__Objective__.
In the Ruby merge sort text, how does the in-place variant reduce memory allocation?

Ruby provides multiple approaches for implementing Merge Sort, each with different trade-offs between clarity, performance, and memory usage. The standard implementation follows the classical recursive structure with explicit merge logic.

class MergeSort
  def self.sort(array, &comparator)
    comparator ||= ->(a, b) { a <=> b }
    merge_sort_recursive(array.dup, comparator)
  end
  
  private
  
  def self.merge_sort_recursive(array, comparator)
    return array if array.length <= 1
    
    mid = array.length / 2
    left = merge_sort_recursive(array[0...mid], comparator)
    right = merge_sort_recursive(array[mid..-1], comparator)
    
    merge(left, right, comparator)
  end
  
  def self.merge(left, right, comparator)
    result = []
    left_idx = 0
    right_idx = 0
    
    while left_idx < left.length && right_idx < right.length
      if comparator.call(left[left_idx], right[right_idx]) <= 0
        result << left[left_idx]
        left_idx += 1
      else
        result << right[right_idx]
        right_idx += 1
      end
    end
    
    result.concat(left[left_idx..-1]) if left_idx < left.length
    result.concat(right[right_idx..-1]) if right_idx < right.length
    
    result
  end
end

# Usage with default comparison
numbers = [64, 34, 25, 12, 22, 11, 90]
sorted = MergeSort.sort(numbers)
# => [11, 12, 22, 25, 34, 64, 90]

# Custom comparison for descending order
descending = MergeSort.sort(numbers) { |a, b| b <=> a }
# => [90, 64, 34, 25, 22, 12, 11]

The in-place variant reduces memory allocation by reusing a single temporary buffer across all merge operations. This approach requires passing buffer and index boundaries through the recursion:

class InPlaceMergeSort
  def self.sort(array)
    return array if array.length <= 1
    temp = Array.new(array.length)
    merge_sort_helper(array, temp, 0, array.length - 1)
    array
  end
  
  private
  
  def self.merge_sort_helper(array, temp, left, right)
    return if left >= right
    
    mid = (left + right) / 2
    merge_sort_helper(array, temp, left, mid)
    merge_sort_helper(array, temp, mid + 1, right)
    merge_inplace(array, temp, left, mid, right)
  end
  
  def self.merge_inplace(array, temp, left, mid, right)
    left_idx = left
    right_idx = mid + 1
    temp_idx = left
    
    while left_idx <= mid && right_idx <= right
      if array[left_idx] <= array[right_idx]
        temp[temp_idx] = array[left_idx]
        left_idx += 1
      else
        temp[temp_idx] = array[right_idx]
        right_idx += 1
      end
      temp_idx += 1
    end
    
    while left_idx <= mid
      temp[temp_idx] = array[left_idx]
      left_idx += 1
      temp_idx += 1
    end
    
    while right_idx <= right
      temp[temp_idx] = array[right_idx]
      right_idx += 1
      temp_idx += 1
    end
    
    (left..right).each { |i| array[i] = temp[i] }
  end
end

Sorting custom objects requires defining comparison logic. Ruby objects can implement the <=> operator or provide comparison blocks:

class Person
  include Comparable
  attr_reader :name, :age
  
  def initialize(name, age)

Stored records
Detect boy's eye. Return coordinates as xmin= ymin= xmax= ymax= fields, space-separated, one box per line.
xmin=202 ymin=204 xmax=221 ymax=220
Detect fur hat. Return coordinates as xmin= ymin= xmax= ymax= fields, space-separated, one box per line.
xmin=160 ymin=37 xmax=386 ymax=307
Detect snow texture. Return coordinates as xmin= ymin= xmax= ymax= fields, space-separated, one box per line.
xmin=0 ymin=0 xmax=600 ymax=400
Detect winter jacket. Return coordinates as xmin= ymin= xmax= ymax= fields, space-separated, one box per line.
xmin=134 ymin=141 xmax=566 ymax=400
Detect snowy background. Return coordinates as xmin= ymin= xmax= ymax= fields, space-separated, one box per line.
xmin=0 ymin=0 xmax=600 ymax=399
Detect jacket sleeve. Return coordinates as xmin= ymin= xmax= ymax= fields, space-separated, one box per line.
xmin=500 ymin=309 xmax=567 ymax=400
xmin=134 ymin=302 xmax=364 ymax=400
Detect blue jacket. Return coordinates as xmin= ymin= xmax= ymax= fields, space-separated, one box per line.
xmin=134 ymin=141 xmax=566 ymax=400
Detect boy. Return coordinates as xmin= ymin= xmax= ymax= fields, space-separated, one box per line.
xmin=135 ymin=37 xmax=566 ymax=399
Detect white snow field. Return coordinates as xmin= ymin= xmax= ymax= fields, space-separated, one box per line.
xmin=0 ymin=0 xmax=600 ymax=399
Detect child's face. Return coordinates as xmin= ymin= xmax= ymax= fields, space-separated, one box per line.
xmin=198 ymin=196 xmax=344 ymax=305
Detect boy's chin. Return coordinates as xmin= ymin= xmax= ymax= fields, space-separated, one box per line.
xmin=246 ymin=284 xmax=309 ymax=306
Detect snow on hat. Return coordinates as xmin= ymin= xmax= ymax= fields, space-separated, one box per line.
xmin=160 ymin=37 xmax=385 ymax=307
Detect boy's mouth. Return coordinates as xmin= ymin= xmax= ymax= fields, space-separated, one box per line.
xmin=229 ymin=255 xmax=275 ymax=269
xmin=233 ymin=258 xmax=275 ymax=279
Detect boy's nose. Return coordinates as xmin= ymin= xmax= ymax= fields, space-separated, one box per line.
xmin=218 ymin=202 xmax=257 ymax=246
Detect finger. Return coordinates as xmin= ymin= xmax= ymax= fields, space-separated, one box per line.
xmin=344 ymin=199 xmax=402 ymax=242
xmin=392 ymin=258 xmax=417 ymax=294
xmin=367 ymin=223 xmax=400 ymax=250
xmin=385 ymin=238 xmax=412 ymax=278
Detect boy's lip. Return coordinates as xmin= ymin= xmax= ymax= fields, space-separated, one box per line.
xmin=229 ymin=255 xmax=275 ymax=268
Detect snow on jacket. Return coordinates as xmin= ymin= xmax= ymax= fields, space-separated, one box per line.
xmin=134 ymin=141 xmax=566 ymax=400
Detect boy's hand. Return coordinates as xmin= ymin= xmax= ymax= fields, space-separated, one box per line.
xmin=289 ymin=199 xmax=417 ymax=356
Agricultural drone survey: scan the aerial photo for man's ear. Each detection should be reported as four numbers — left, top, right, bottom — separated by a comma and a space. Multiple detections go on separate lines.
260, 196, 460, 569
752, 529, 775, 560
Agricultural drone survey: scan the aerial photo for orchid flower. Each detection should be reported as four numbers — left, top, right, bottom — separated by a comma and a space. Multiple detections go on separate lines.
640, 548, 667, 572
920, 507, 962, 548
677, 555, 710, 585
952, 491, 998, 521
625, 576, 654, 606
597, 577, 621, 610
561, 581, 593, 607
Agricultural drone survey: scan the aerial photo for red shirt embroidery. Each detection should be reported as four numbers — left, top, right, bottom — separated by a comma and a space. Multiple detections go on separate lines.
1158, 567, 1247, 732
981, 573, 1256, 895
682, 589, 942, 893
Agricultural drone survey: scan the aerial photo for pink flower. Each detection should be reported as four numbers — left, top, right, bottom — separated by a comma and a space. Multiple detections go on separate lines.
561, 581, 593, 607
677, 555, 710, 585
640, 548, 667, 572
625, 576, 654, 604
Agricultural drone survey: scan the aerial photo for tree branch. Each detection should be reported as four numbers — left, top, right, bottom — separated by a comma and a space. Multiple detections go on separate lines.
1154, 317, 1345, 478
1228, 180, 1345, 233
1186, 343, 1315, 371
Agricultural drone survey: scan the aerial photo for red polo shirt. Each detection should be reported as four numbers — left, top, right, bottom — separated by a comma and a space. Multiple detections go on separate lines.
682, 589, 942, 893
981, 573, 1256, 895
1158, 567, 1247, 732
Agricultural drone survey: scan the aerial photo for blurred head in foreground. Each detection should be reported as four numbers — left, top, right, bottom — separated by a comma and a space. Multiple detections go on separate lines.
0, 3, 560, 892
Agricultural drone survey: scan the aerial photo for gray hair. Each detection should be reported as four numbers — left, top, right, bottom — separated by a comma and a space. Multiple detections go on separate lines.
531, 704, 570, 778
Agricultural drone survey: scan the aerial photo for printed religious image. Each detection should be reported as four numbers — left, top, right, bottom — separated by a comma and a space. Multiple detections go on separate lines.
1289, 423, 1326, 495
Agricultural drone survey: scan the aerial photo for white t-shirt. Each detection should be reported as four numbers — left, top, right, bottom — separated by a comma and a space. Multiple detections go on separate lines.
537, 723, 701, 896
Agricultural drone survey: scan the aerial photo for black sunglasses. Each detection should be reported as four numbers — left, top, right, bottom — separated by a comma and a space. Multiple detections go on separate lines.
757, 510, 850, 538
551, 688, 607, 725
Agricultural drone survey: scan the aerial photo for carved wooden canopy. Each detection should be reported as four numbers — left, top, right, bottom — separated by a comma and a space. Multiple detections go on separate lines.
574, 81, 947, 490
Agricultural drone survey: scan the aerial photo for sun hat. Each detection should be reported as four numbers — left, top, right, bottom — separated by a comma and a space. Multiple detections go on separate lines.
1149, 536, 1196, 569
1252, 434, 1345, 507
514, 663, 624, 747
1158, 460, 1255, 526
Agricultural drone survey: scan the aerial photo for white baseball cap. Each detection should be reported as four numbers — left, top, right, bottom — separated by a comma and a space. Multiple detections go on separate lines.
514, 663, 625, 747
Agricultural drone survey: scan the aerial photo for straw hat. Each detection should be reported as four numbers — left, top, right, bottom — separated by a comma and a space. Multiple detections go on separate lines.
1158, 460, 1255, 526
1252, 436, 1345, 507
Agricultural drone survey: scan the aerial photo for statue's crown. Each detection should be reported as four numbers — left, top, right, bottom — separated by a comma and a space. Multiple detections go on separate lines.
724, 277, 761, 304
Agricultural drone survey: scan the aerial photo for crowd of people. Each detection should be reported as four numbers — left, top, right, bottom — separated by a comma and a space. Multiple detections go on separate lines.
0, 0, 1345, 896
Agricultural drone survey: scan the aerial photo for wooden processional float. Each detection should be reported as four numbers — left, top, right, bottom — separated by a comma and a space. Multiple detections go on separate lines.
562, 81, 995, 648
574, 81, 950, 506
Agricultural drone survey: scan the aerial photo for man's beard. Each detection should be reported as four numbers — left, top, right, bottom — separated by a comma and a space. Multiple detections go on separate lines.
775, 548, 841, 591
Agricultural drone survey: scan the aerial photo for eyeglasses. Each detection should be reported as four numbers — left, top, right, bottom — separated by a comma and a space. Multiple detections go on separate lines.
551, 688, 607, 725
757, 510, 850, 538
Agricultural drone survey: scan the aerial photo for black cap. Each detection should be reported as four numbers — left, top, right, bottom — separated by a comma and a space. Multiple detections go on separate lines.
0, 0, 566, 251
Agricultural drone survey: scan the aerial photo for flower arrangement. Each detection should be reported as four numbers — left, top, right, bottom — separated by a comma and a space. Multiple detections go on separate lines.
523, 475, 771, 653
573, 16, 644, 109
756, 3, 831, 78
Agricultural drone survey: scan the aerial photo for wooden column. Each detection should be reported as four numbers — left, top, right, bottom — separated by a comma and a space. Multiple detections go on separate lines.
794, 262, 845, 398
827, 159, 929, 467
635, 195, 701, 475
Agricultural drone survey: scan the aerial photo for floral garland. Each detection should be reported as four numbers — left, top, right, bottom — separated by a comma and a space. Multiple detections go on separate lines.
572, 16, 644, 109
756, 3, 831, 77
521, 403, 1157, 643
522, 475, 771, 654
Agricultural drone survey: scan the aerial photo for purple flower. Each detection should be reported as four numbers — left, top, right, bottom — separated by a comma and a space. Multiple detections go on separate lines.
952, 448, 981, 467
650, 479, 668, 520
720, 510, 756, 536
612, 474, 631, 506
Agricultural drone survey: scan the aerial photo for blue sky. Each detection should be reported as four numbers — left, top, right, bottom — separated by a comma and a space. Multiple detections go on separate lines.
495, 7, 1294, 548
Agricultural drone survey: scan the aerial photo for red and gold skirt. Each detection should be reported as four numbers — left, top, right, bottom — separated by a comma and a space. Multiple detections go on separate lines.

__Final answer__.
It reuses a single temporary buffer across all merge operations.